## Given problem
Return each entry exactly, with none missing.

Point labeling examples
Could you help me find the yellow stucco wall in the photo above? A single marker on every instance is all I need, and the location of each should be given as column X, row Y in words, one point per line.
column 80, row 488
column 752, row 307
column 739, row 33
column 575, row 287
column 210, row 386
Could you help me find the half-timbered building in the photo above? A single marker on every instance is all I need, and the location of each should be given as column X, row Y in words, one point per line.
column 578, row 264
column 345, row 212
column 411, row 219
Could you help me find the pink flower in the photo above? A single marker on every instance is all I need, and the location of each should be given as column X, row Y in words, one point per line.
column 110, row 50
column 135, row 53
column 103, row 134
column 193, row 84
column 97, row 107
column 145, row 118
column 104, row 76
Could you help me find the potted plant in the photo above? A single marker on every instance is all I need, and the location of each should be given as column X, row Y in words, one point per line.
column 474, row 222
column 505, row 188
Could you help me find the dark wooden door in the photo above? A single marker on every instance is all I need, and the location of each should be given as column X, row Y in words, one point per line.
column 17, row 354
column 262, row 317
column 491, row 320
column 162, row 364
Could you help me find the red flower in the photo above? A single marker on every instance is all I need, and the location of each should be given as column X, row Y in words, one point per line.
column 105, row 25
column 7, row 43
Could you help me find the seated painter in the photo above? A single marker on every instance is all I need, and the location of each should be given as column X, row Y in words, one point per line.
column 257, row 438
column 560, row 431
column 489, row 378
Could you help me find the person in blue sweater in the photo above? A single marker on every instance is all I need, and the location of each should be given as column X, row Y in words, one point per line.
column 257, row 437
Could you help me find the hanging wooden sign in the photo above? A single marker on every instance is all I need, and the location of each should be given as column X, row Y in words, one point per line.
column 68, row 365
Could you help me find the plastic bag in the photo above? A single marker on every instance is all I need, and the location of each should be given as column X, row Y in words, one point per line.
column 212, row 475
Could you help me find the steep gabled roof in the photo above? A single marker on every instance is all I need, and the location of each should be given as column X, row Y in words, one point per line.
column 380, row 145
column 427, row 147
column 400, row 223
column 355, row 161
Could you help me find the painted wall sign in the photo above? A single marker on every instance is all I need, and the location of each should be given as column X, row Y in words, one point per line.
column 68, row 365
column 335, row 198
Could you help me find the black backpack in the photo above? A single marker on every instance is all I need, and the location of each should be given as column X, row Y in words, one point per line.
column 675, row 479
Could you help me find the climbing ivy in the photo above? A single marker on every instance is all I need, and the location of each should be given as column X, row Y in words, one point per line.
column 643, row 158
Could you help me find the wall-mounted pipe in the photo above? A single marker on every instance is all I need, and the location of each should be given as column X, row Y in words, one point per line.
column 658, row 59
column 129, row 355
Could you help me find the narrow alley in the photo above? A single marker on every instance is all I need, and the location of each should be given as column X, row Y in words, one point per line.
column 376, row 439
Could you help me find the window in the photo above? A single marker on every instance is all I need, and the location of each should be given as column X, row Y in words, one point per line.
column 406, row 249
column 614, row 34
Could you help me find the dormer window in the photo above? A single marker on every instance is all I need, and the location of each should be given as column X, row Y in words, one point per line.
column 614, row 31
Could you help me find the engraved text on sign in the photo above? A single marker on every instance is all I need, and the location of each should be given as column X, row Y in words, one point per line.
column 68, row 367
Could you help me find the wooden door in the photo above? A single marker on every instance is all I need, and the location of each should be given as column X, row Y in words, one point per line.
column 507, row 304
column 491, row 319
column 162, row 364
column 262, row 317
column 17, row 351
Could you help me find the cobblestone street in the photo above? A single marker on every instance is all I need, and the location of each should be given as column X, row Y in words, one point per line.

## Correct result
Could you help me find the yellow stucco wall in the photo above? A single marker on every instance is all I need, and the location of each should be given as column X, row Y in words, one point per line.
column 80, row 488
column 752, row 307
column 739, row 33
column 575, row 287
column 210, row 386
Could you help me find the half-timbered building in the photo above? A single marker on every instance is all I need, and the location of each should be given as column X, row Y in words, one point per line.
column 578, row 264
column 345, row 212
column 411, row 219
Could you help me find the pink flower in the photo above? A single marker on every instance is all I need, and the location of each should be given as column X, row Y in words, one point per line.
column 110, row 50
column 135, row 53
column 103, row 134
column 193, row 84
column 97, row 107
column 145, row 118
column 104, row 76
Could you help me find the potted plant in the photo above? A single marker on every instance is all I need, and the location of each should be given as column X, row Y in words, one point per line.
column 474, row 222
column 505, row 188
Could you help me find the dark wooden door in the photo above? A single marker on every instance is all I need, and the location of each should be given as column X, row Y in words, one point per line.
column 17, row 354
column 262, row 317
column 491, row 320
column 162, row 364
Could you help me find the red flower in the photo above? A single marker on every instance is all I need, and the location of each should be given as column X, row Y in words, one point per line.
column 105, row 25
column 7, row 43
Could you help me find the seated painter in the photo above? A single marker on every instance is all I need, and the location of each should be given as column X, row Y in words, one point per line.
column 257, row 438
column 560, row 431
column 489, row 378
Could you help me find the person in blue sweater in the photo above? A single marker on every instance is all I need, and the location of each should be given as column X, row Y in words, one point per line.
column 257, row 437
Could you help me find the hanging wooden sign in the photo above? A single marker on every instance is all I need, and the location of each should be given as column X, row Y in words, one point per line.
column 68, row 365
Could you help me find the plastic bag in the photo above? A single marker on every instance is all I need, and the location of each should be given as column X, row Y in words, one point per line.
column 212, row 475
Could you help me find the steep gabled roof in the photo above? A single marker on every instance is all I need, and the location of each should be given as column X, row Y in words, one point per line.
column 380, row 145
column 427, row 147
column 400, row 223
column 355, row 161
Could you help me find the painted wall sign in the photo above? A single marker on every instance is all I need, and the location of each should be given as column X, row Y in words, one point per line.
column 68, row 365
column 335, row 198
Could you help me find the black backpack in the photo above? A single marker on every instance is all I need, and the location of each should be given as column X, row Y in words, one point per line.
column 675, row 479
Could you help me find the climbing ivy in the photo above? A single marker on every instance is all I need, and the location of each should be given as column X, row Y in words, one point per line.
column 643, row 158
Could you help me find the wall-mounted pipe in the photo above? A single marker on every instance is all I need, and the location of each should be given as column X, row Y in words, one point per line.
column 658, row 59
column 129, row 355
Could you help me find the narrow alley in the photo above? A single marker on every instance is all I need, and the location of each should be given as column X, row Y in words, one point per line.
column 376, row 439
Could you help me find the window in the photo above? A single marker on every instance is all I need, and the location of each should be given as column X, row Y in words, one point per line.
column 406, row 249
column 614, row 34
Could you help me find the dormer window in the photo above? A single marker on every instance is all I need, and the location of each should be given as column X, row Y in words, one point per line.
column 614, row 31
Could you help me find the engraved text on sign in the photo above? A single marker on every instance is all I need, and the location of each should be given as column X, row Y in words, one point per line.
column 68, row 367
Could you help me find the wooden door in the photo above? A single marker on every instance is all I need, and the location of each should be given as column X, row Y in words, one point per line.
column 507, row 304
column 491, row 319
column 162, row 364
column 262, row 317
column 17, row 351
Could you help me find the cobblestone street in the photo above? A single marker on every instance is all I need, and the location of each should be given as column X, row Y in words, one point per line.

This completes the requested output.